:: Brief ::
Write out the lines of the records from the one containing "Practice step: identify the tree in" to the very last, keeping each exactly as it is.

:: Given records ::
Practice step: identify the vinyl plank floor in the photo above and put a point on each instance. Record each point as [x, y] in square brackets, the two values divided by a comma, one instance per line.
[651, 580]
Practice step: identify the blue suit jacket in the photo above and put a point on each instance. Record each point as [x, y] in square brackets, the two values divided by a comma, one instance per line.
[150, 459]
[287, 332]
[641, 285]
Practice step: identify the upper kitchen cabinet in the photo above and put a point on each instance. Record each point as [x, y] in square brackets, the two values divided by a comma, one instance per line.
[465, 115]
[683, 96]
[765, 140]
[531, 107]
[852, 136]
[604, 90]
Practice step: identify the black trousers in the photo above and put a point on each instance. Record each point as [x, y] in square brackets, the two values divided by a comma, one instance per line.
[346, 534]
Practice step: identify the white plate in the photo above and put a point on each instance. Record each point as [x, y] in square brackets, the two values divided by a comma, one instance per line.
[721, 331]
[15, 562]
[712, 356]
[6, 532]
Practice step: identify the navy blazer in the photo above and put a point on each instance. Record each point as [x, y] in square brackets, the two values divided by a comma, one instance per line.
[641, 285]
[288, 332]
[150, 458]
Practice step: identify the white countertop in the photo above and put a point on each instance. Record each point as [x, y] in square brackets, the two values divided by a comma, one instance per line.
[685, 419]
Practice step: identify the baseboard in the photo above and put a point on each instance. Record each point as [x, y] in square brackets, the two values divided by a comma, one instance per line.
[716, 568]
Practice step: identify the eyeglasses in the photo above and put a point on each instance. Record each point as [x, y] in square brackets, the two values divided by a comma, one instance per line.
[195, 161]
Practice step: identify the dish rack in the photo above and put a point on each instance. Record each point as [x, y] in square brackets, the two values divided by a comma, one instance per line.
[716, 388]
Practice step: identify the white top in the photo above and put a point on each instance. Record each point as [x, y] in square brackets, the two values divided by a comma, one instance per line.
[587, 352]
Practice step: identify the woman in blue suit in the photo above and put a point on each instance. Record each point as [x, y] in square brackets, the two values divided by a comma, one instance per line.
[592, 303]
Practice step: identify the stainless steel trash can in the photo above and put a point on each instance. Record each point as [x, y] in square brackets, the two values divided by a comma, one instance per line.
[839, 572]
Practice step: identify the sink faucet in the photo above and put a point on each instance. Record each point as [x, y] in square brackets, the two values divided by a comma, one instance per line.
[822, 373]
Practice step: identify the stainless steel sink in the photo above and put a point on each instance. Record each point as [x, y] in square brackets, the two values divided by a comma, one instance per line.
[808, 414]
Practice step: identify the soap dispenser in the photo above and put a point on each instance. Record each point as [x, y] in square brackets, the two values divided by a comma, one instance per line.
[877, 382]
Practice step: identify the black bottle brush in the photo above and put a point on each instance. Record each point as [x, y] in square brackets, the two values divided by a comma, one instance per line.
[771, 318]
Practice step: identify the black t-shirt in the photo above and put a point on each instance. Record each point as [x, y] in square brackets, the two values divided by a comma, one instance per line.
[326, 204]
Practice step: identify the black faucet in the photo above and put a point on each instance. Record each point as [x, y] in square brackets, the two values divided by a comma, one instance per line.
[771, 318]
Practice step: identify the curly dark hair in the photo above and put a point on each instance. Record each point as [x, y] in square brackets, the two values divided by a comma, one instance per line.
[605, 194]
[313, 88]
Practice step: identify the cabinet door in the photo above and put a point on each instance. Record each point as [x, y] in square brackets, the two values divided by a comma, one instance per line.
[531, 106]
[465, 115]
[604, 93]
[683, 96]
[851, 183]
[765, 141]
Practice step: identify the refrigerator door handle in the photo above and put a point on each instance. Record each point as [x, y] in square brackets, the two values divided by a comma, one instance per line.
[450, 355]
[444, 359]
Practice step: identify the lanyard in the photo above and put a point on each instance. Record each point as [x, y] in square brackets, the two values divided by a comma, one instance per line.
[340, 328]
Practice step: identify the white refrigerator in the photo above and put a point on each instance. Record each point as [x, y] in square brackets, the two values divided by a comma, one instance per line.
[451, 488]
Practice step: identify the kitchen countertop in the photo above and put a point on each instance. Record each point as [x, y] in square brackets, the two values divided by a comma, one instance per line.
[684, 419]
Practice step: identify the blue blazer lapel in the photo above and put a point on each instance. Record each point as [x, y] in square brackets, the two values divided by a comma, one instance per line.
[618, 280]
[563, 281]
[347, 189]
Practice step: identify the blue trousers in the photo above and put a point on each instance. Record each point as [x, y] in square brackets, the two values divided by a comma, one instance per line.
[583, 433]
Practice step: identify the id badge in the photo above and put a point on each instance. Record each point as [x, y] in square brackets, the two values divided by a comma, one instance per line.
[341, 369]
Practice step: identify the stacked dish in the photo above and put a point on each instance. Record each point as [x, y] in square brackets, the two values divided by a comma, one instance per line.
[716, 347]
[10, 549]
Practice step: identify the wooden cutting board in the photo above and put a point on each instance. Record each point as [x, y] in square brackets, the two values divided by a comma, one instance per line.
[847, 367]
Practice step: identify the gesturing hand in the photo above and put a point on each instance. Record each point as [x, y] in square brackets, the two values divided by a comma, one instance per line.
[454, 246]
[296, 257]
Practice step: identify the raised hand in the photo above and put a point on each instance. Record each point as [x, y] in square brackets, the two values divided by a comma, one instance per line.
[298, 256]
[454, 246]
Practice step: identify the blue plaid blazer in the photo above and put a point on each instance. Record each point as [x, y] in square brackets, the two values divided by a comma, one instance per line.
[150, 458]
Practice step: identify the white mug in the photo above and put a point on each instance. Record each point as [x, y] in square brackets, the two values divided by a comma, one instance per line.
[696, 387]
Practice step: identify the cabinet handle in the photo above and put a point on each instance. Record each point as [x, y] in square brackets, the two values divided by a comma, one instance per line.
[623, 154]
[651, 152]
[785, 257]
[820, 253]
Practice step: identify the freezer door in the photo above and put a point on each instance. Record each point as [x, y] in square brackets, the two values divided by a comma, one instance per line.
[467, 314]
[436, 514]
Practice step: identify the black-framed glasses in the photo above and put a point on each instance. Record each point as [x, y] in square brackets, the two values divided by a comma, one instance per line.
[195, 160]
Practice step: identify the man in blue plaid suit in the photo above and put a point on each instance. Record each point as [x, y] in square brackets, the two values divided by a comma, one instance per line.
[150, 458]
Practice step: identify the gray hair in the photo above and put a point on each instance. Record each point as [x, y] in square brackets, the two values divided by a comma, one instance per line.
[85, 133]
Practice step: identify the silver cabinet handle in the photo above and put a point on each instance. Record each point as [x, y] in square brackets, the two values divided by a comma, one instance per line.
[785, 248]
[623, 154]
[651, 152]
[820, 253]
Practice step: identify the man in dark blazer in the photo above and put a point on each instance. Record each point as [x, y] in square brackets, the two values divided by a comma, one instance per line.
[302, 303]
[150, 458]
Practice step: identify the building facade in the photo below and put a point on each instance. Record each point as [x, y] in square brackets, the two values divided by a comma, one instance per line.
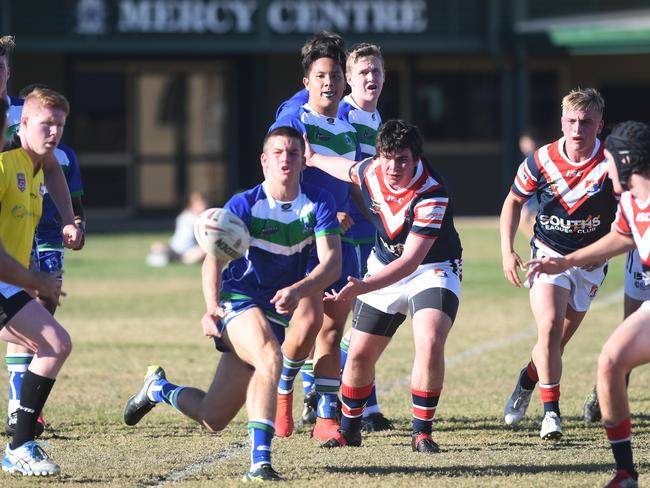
[170, 96]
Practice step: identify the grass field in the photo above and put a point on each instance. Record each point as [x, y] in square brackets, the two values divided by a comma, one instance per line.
[123, 316]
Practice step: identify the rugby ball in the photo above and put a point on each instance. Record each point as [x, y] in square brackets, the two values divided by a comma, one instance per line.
[222, 234]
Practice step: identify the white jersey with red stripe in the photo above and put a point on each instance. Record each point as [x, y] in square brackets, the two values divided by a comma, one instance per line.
[423, 208]
[633, 220]
[576, 199]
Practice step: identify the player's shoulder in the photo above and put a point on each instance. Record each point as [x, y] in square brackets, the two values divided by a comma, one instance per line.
[16, 102]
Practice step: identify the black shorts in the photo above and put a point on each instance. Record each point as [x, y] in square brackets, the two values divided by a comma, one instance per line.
[373, 321]
[12, 305]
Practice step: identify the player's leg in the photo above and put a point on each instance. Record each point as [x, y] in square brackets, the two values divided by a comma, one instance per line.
[33, 327]
[298, 344]
[327, 364]
[373, 330]
[626, 348]
[637, 290]
[549, 304]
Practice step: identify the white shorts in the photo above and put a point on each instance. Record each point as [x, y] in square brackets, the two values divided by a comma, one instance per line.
[395, 298]
[637, 282]
[583, 285]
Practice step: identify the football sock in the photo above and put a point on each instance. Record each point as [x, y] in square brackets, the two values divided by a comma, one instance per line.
[344, 346]
[528, 377]
[261, 434]
[307, 373]
[372, 406]
[424, 409]
[353, 402]
[328, 392]
[33, 395]
[550, 395]
[17, 364]
[163, 391]
[290, 369]
[620, 439]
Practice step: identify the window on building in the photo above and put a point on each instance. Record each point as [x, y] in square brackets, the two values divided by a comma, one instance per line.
[457, 106]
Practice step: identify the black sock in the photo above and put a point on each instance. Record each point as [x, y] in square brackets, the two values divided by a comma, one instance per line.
[33, 395]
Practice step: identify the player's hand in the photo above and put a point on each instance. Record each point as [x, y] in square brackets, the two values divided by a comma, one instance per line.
[593, 266]
[286, 300]
[209, 321]
[309, 152]
[352, 288]
[72, 236]
[548, 265]
[48, 286]
[512, 262]
[345, 221]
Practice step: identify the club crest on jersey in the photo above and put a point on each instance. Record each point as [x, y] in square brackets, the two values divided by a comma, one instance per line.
[321, 137]
[591, 187]
[21, 181]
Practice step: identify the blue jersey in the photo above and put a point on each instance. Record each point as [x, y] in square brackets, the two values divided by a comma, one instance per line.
[367, 125]
[48, 232]
[330, 136]
[282, 236]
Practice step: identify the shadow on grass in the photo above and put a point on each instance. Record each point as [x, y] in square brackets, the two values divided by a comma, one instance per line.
[464, 471]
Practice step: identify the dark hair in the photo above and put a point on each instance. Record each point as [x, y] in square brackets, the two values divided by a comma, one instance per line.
[27, 89]
[629, 144]
[323, 49]
[286, 131]
[322, 37]
[397, 134]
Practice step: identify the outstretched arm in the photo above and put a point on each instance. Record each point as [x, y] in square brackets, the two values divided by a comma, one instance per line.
[336, 166]
[328, 248]
[508, 224]
[606, 247]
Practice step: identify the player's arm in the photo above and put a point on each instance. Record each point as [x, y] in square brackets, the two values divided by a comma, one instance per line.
[336, 166]
[609, 245]
[57, 187]
[79, 220]
[508, 224]
[415, 250]
[211, 285]
[328, 249]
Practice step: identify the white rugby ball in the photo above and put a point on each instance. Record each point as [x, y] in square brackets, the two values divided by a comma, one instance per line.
[222, 234]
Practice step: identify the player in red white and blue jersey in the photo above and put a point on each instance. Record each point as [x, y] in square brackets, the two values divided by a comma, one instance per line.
[249, 304]
[576, 207]
[628, 154]
[318, 326]
[415, 266]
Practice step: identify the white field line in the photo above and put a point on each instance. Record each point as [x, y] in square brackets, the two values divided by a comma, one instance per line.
[237, 448]
[528, 331]
[231, 451]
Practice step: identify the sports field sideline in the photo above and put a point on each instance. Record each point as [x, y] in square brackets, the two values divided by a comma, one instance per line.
[123, 316]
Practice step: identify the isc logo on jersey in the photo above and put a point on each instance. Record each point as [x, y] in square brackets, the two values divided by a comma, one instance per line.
[430, 213]
[586, 226]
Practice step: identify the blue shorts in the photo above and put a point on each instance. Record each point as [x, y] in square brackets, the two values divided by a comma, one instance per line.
[350, 265]
[50, 261]
[236, 306]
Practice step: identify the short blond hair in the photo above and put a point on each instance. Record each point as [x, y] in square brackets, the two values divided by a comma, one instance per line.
[363, 50]
[7, 45]
[583, 99]
[46, 97]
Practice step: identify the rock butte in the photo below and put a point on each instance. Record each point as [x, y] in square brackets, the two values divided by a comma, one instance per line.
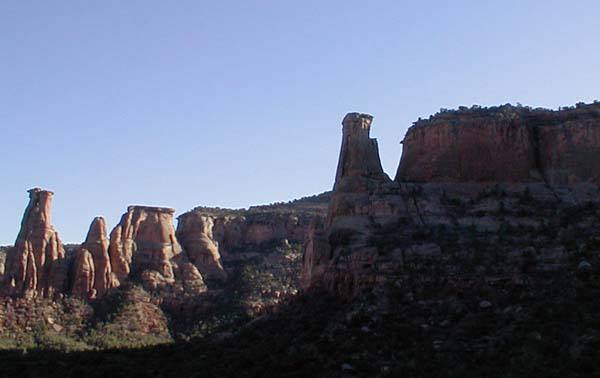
[33, 265]
[462, 155]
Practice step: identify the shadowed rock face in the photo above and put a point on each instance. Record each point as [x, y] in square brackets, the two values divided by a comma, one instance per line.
[144, 240]
[33, 264]
[82, 284]
[91, 273]
[503, 145]
[471, 186]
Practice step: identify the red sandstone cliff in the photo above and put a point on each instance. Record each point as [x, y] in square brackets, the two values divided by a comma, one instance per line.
[33, 266]
[144, 240]
[91, 273]
[476, 171]
[504, 144]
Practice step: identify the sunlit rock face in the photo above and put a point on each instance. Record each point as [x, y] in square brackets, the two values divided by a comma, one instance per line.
[472, 185]
[34, 264]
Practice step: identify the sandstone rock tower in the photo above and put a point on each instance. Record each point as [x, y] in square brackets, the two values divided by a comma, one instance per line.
[144, 240]
[195, 231]
[33, 266]
[359, 161]
[92, 274]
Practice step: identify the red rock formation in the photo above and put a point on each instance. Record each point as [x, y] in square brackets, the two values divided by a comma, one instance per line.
[359, 161]
[504, 144]
[93, 259]
[316, 253]
[195, 231]
[33, 265]
[144, 240]
[82, 284]
[569, 145]
[469, 147]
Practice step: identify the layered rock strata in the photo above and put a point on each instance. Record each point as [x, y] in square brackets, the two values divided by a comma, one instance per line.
[501, 192]
[144, 239]
[91, 272]
[504, 144]
[33, 266]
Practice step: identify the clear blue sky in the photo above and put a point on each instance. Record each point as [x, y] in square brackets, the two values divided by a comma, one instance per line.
[233, 103]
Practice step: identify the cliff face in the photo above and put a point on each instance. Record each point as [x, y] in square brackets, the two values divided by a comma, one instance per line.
[195, 231]
[91, 272]
[504, 144]
[215, 237]
[477, 190]
[359, 161]
[34, 263]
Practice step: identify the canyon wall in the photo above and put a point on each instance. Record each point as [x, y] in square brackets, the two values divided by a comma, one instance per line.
[504, 144]
[34, 266]
[501, 191]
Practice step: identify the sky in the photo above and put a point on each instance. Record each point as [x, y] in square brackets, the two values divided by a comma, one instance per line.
[235, 103]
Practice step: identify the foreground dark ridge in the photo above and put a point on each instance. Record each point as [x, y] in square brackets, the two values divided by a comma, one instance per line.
[472, 273]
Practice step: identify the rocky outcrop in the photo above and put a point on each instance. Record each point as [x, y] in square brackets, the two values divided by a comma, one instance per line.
[359, 162]
[91, 271]
[195, 231]
[473, 185]
[216, 237]
[34, 264]
[82, 283]
[504, 144]
[569, 145]
[144, 240]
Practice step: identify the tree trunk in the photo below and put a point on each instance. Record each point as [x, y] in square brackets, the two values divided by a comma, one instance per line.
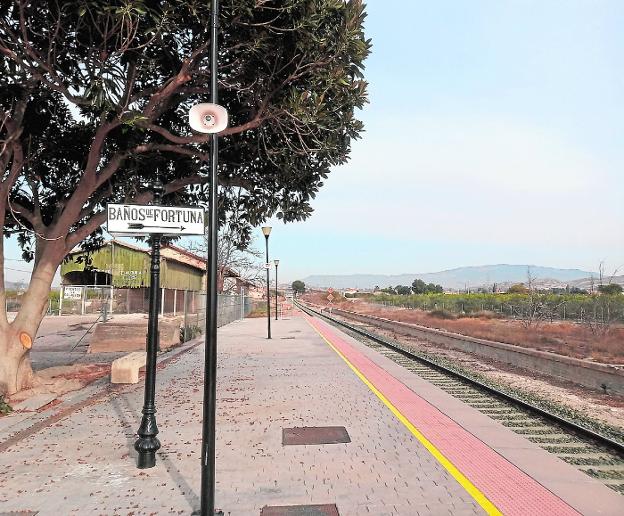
[17, 337]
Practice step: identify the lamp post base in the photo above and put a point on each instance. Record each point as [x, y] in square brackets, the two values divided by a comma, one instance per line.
[147, 444]
[146, 460]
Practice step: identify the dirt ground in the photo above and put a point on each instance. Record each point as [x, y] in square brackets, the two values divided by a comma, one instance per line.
[60, 359]
[564, 338]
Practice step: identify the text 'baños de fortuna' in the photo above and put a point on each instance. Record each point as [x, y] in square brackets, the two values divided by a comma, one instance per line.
[155, 214]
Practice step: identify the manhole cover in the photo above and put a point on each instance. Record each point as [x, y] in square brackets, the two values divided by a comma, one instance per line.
[300, 510]
[315, 435]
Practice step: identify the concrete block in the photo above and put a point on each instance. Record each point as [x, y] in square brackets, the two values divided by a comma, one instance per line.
[115, 336]
[35, 403]
[126, 368]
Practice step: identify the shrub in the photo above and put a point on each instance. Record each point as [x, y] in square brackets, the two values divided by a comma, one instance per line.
[442, 314]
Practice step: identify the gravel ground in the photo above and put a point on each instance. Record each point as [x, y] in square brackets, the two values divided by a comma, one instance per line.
[603, 407]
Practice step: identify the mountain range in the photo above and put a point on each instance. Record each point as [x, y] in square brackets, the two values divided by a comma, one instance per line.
[457, 279]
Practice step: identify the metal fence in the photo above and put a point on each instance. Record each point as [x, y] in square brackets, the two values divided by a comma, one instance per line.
[187, 306]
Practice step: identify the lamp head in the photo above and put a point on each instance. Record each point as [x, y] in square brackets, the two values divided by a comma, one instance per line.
[208, 118]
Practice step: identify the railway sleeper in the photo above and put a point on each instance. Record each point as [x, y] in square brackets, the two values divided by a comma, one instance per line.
[585, 459]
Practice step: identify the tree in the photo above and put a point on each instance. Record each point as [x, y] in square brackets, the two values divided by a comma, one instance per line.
[419, 286]
[518, 288]
[298, 287]
[234, 255]
[94, 96]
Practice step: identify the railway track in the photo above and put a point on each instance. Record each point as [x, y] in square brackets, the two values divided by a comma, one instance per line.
[597, 455]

:: Written solution ::
Practice step: identify the tree in the photo above and put a point on each instance. Record each point as [x, y] in square brackets, the two values divided by a comma, one instance per line.
[419, 286]
[518, 288]
[298, 287]
[234, 255]
[94, 96]
Practice step: identify the railway track in the photo above and put a point on each instance. Record each point as [x, y] in square brackets, the two values divided by a comma, one instance per line.
[597, 455]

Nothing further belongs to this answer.